I think the poll is perfect as is and needs no change...


----------



## Nick S. (Jul 10, 2011)

Interesting... The poker seems to be getting the most attention... Come on Zulu!


----------



## Jack Straw (Nov 20, 2008)

C'mon cutty!

Why not vote for the shape, then in the next phase nominate/vote on interpretations, or let the choice of carver work that detail out?


----------



## indigosmoke (Sep 1, 2009)

Jack Straw said:


> C'mon cutty!
> 
> Why not vote for the shape, then in the next phase nominate/vote on interpretations, or let the choice of carver work that detail out?


That's what I thought as well, but again, I'm open to whatever the majority wants to do.

+1 on the Cutty.


----------



## Nick S. (Jul 10, 2011)

I'd be happy with the Cutty.


----------



## Commander Quan (May 6, 2003)

indigosmoke said:


> This may be an issue with trying to solicit bids from multiple carvers. Another thought, how are we going to know in advance what their take on shape would be if they don't have a photo of an existing example? Would they make a sample pipe to show us? A drawing?


I think people are going to have to be a little open with this and not have their heart set on 1 or 2 details. Once we get it narrowed down to one specific shape and we accept a bid from someone, we should leave it up to them to do what they do best. I don't think it will be a huge leap of faith to assume the pipes will look good. If someone is going to be upset because the pipe may not be exactly what they pictured in their own mind they should skip this, and just commission their own custom pipe.



indigosmoke said:


> Also, I just found out I'm going to be moving cross country at the end of the November so if anyone would like to take over this project let us know and you can start managing this thread. I don't want my schedule to interfer with the selection/procurement of the Puff pipe.


Where are you moving to John?


----------



## Nick S. (Jul 10, 2011)

Commander Quan said:


> I think people are going to have to be a little open with this and not have their heart set on 1 or 2 details. Once we get it narrowed down to one specific shape and we accept a bid from someone, we should leave it up to them to do what they do best. I don't think it will be a huge leap of faith to assume the pipes will look good. If someone is going to be upset because the pipe may not be exactly what they pictured in their own mind they should skip this, and just commission their own custom pipe.


+1 I absolutely agree


----------



## indigosmoke (Sep 1, 2009)

Commander Quan said:


> Where are you moving to John?


I'm finally making my escape from Oklahoma. We're moving to the Portland, OR area. I'm more than willing to keep on with the Puff pipe project, but I may need someone to temporarily monitor things for me in late Nov/early Dec when I'm actually in the process of moving. I would think by mid-December I'll be settled in enough to take the lead again. Hopefully, things will be well along by then.

Looks like it's coming down to the Poker, Bent Bully or Zulu. Keep the votes coming fellows.


----------



## ProbateGeek (Oct 13, 2010)

indigosmoke said:


> I'm finally making my escape from Oklahoma. *We're moving to the Portland, OR area*.


You will find a warm welcome here, John, for sure. Okay, okay - make that an extremely _rainy _welcome, but you know what I mean. :ss

I see a future squid recruit, oh yeah!

• [Records]
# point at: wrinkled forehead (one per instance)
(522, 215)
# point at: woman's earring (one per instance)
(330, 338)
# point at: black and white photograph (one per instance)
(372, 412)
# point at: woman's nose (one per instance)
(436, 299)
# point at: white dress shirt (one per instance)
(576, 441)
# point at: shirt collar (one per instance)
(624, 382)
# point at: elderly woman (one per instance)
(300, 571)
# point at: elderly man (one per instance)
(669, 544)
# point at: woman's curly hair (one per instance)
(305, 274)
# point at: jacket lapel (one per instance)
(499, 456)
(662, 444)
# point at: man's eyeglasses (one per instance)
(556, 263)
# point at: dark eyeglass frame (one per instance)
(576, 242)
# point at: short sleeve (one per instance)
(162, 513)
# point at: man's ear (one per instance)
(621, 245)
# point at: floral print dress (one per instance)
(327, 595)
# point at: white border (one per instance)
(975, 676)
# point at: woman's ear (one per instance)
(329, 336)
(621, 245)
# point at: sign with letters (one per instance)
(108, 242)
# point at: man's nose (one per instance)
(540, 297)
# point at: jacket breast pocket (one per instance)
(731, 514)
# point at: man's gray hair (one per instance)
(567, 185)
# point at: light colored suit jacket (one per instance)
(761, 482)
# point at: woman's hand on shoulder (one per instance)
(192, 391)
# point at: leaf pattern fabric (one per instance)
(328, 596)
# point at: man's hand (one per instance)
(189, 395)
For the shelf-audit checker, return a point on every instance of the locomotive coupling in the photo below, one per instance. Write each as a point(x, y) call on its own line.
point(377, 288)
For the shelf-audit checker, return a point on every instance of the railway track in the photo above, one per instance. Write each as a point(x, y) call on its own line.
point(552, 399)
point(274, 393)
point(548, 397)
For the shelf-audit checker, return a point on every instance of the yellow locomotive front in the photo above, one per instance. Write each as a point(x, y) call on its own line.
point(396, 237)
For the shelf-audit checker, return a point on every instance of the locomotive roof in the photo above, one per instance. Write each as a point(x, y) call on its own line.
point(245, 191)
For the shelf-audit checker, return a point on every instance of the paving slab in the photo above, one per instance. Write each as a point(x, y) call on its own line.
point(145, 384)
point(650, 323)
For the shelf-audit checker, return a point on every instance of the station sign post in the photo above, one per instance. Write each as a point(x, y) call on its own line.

• [Set problem 1] Repeat everything in the pipe forum thread from "That's what I" down to "with the Cutty.".
• [Set problem 2]
Answer these about the pipe forum thread:
(a) Which state is indigosmoke moving away from?
(b) Which three shapes does indigosmoke say the vote is coming down to?
(c) According to Commander Quan, what should someone do if they'd be upset that the pipe isn't exactly what they pictured?

• [Expected output 1]
That's what I thought as well, but again, I'm open to whatever the majority wants to do.

+1 on the Cutty.


----------



## Nick S. (Jul 10, 2011)

I'd be happy with the Cutty.

• [Expected output 2]
(a) Oklahoma
(b) The Poker, the Bent Bully and the Zulu
(c) Skip this and commission their own custom pipe